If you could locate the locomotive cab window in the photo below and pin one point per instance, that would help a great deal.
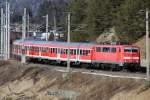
(127, 50)
(98, 49)
(113, 50)
(106, 49)
(134, 50)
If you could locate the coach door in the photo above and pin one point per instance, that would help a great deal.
(119, 53)
(58, 53)
(85, 55)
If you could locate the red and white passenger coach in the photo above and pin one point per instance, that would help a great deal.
(120, 56)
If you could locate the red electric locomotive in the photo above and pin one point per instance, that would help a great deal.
(118, 56)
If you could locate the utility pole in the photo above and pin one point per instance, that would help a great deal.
(47, 27)
(68, 62)
(23, 58)
(2, 33)
(6, 12)
(55, 27)
(8, 30)
(147, 43)
(28, 28)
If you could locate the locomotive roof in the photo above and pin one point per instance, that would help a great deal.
(40, 42)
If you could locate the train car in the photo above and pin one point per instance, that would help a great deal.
(118, 56)
(121, 56)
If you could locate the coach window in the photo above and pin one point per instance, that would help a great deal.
(71, 51)
(98, 49)
(74, 52)
(113, 50)
(127, 50)
(106, 49)
(81, 52)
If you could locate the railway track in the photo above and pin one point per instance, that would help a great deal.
(96, 72)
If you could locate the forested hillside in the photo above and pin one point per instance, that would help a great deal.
(91, 18)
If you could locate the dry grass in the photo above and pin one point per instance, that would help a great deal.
(35, 82)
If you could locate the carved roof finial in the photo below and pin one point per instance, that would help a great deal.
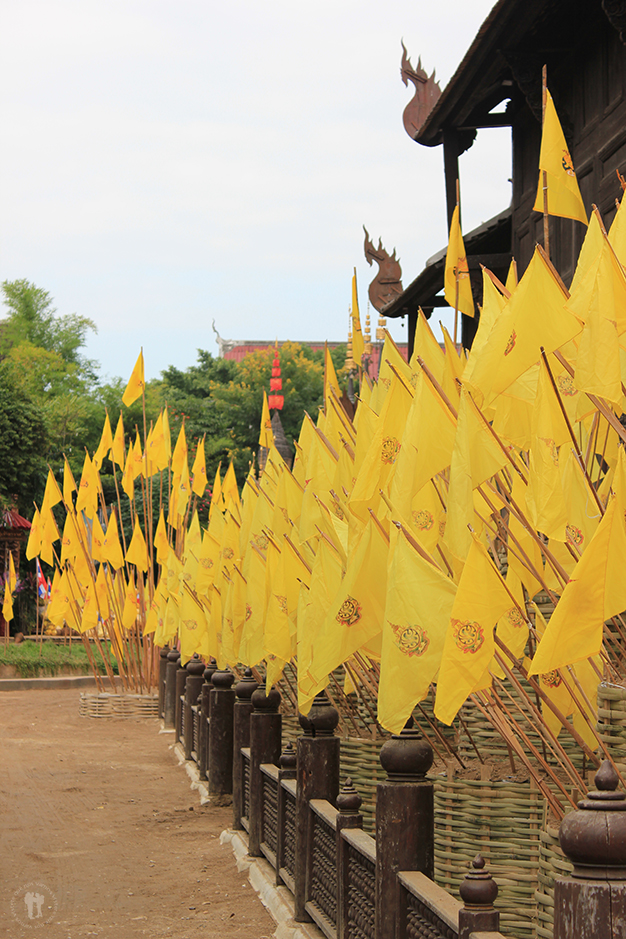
*****
Work to do: State how many lines of the material above contain the string "roof". Give only the number.

Result of the task: 2